▶ Task statement
Could you carry on the passage about the three stages of loving, picking up right after its final sentence?

Loving essentially means to take somebody else – a partner, a coworker, a child – as part of yourself, taking its needs, interests, boundaries, desires and wishes in, unconditionally, and processing them through your system as if they were your own. It is natural for humans to do that, if it weren’t for the upbringing, that nearly hundred percent of us experience as children, that completely messes with that process.
For us average western digital individualized people, loving unravels in three stages.
Like most things, it starts in the head. The intellectual love is the easiest for most of us. You decide to love somebody. This goes beyond fluffy feelings, butterflies and compulsive behavior. Love is not an instinct, it is a decision. You decide to take responsibility for more than just yourself, you take another person’s needs and best interests closer to you and you say ‘I love you’. For most of us, sadly, this is as deep as it gets. You basically have the conscious part of you – the tip of the iceberg – working towards love, and your unconscious – the 99% of who you are – probably working against the good intensions. This is why all relationships start beautifully and end soon, suddenly and painfully and nobody feels in control of what is happening.
Stage two happens for a few of us, those who do the work needed to uncover emotional trauma that has become so standard in our society. Those who recognize that a human being has an emotional body and that emotional body has needs and hungers that can only be fulfilled by another human being that recognizes the same. For those of us lucky to have the opportunity to heal our hearts and to learn how to work emotions through our system – we become ’emotionally available’. Lots of unconsciously inherited conditions get untied and the love sinks from the head into the heart. We are capable of not only saying that we love somebody. We actually FEEL the impact of that decision: tears of joy, deep gratitude, an expansion in the chest saying ‘I am MOVED by this human being.’
Being on that journey there comes a stage where this is not enough either. You begin to realize that even getting ‘out of the head’ and ‘into the heart’ is not the end of the story. You realize that your physical body is not just a vehicle, but that it has a curious intelligence of its own, one that functions in a completely different fashion than the intellect or the heart. You starve for embodiment and awaken the dragon. At this point, you get in touch with even more demons, do even more healing, deeper healing, weird healing that is hard to talk about, hard to grasp and put in words. But it frees your connection to your desires – not just the shallow ones, the real ones, the big and juicy ones, those that make you shiver, shake, tremble, shout and fight and run for your life. At this point, you meet your CORE and realize that you do not need permission to love.

▶ Supplied data
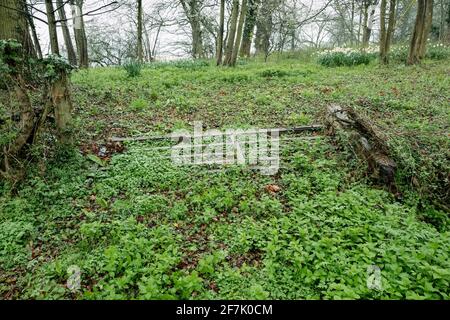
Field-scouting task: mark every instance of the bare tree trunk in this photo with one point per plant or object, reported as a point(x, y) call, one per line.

▶ Reply
At stage one, you do not really have the capacity to be there for another human being. There is too much preoccupation with your own life, the vessels for connection are clogged. You might say things like ‘I’m here when you need me’, but you don’t REALLY mean it; you say it because you get something from saying it.
This is what lovers THINK.
At stage two, you are conditionally capable of being present. You say things like ‘I’m here when you need me.’ because you are. It is true that you are, but only when you are asked for it. Your heart is open, but your body does not yet feel safe enough to have a full-body ‘yes’ for another human being.
This is what lovers FEEL.
At stage three you don’t say anything, you are fully present and you love others with all you are. It is profound. It is intense. Most people cannot take the full dosage of who you are at this point, not because you are ‘too much’, but because they are not yet ready for you to reveal to them what they need to heal in order to receive the gift of embodied love.
You might trigger people.
This is what lovers DO.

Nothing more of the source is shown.